» **WHAT THIS TASK INVOLVES**: Return each line of the material below that contains the string "wooden". Case counts.

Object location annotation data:
# # # # # # #
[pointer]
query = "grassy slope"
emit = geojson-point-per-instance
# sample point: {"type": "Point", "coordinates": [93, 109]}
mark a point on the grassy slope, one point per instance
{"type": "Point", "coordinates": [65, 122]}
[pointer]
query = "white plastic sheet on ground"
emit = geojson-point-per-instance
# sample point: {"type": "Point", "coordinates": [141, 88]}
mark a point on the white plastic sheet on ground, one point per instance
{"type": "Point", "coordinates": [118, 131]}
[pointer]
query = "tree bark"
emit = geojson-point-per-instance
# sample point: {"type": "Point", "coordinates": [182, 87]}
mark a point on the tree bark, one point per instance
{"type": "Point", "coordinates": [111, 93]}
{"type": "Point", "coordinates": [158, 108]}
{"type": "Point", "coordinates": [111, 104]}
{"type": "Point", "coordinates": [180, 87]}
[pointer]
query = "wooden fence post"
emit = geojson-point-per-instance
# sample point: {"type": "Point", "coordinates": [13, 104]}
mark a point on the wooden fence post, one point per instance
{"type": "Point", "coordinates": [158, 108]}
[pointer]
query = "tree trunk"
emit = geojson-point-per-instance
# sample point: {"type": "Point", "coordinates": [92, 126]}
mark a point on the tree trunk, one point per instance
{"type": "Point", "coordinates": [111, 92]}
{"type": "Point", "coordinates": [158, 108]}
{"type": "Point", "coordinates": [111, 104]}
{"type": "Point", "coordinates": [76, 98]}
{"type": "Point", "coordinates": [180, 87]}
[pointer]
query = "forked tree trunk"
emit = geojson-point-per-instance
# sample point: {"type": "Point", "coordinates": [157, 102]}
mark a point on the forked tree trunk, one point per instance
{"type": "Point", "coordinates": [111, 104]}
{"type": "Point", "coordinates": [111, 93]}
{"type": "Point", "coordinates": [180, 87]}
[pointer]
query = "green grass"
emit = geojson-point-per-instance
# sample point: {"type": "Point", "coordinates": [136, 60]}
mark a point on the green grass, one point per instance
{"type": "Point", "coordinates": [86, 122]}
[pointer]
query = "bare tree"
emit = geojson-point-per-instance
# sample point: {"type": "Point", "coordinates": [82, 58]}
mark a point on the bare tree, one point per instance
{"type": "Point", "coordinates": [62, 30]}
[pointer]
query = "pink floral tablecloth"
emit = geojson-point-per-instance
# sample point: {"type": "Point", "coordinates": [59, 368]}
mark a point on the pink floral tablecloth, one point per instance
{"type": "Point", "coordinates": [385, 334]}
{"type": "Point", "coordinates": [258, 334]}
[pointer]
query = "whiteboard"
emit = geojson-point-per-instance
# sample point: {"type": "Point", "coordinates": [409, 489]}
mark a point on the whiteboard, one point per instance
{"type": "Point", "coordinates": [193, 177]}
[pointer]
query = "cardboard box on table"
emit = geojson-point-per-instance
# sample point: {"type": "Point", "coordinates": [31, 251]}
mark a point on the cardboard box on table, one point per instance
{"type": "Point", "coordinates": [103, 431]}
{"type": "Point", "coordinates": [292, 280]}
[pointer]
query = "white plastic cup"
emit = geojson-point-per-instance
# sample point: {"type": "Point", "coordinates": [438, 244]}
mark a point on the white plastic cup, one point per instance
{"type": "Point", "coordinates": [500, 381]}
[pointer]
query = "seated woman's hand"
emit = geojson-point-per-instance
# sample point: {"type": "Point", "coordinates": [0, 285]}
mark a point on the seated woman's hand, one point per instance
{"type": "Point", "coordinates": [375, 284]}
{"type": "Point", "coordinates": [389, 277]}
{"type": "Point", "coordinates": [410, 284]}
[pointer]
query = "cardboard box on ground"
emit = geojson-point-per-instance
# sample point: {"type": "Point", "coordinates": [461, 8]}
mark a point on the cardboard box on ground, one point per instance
# # # # # # #
» **TASK RESPONSE**:
query = "wooden fence post"
mark a point on the wooden fence post, one point per instance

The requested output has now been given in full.